YOUR GOAL –
Put the listing below into a two-column CSV with the headers "text" and "answer", making one row for each item and its answer. Wrap every field in double quotes and replace any line breaks inside a field with spaces.

Dataset records
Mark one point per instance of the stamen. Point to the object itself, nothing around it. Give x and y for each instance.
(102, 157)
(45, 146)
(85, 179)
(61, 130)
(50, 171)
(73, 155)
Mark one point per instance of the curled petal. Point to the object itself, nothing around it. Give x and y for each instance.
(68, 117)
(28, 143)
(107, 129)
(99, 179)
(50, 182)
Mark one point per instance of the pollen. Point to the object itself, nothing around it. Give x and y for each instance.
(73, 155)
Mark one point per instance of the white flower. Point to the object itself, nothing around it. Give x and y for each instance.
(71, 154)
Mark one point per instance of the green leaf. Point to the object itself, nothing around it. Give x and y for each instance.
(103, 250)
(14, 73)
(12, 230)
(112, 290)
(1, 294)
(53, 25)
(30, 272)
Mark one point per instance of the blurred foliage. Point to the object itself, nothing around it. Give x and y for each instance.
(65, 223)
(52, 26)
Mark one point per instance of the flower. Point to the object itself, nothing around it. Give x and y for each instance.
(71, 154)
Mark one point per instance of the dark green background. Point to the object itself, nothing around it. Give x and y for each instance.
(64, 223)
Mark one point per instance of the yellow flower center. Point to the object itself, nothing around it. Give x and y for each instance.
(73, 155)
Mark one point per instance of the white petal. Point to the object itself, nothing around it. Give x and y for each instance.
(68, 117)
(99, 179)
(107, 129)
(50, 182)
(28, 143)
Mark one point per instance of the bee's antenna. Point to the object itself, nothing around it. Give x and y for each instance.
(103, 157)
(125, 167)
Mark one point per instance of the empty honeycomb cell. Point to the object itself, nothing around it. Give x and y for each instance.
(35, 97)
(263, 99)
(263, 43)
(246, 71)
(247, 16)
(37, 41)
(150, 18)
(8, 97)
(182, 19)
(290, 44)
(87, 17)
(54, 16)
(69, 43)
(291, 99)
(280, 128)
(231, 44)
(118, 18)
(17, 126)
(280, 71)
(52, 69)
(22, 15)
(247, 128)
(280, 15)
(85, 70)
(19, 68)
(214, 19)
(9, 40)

EXERCISE OUTPUT –
text,answer
"Mark one point per instance of the stamen. Point to the object itself, nothing around it. Give x and y for each instance.","(102, 157) (45, 146) (85, 179) (61, 130) (50, 171) (73, 155)"
"Mark one point per instance of the curled petal. Point to the object itself, nothing around it. Give x and y for each instance.","(68, 117) (28, 143) (107, 129) (99, 179) (50, 182)"
"Mark one point per instance of the pollen. Point to the object itself, nothing around it. Give x and y for each instance.","(73, 155)"
"Mark one point per instance of the white flower. Point to the object itself, nothing around it. Give x and y for each instance.","(71, 154)"
"Mark one point per instance of the green leaf. Point to the object itself, nothing around it. Give x and y for each instance.","(103, 250) (14, 73) (12, 230) (112, 290) (1, 294) (53, 25) (30, 272)"
"Mark one point per instance of the blurred foliage. Point to the object itself, nothing around it. Give x and y for each instance.","(65, 223) (52, 26)"
"Mark one point per instance of the flower. Point to the object itself, nothing around it. Give x and y for each instance.","(71, 154)"
"Mark one point per instance of the dark green background. Point to the object itself, nothing around it. Give x and y for each instance.","(64, 223)"
"Mark one point per instance of the yellow flower center. Point to the object itself, nothing around it. Give x and y for each instance.","(73, 155)"
"Mark one point per instance of the white petal. Point to the object itself, nothing around it. Give x and y for each instance.","(68, 117) (99, 179) (107, 129) (50, 182) (28, 143)"
"Mark one point per instance of the bee's antenna. Point to the object itself, nothing around it. Give x and y for each instance.","(103, 157) (125, 167)"
"Mark one point per instance of the empty honeycomb cell. Point to the object itself, nothing around it. Give x and y for each instance.","(35, 97) (263, 99) (263, 43) (246, 71) (247, 16) (37, 41) (150, 18) (8, 97) (182, 19) (290, 44) (87, 17) (54, 16) (69, 43) (291, 99) (280, 128) (231, 44) (118, 18) (17, 126) (280, 71) (52, 69) (22, 15) (247, 128) (280, 15) (85, 70) (19, 68) (214, 19) (9, 40)"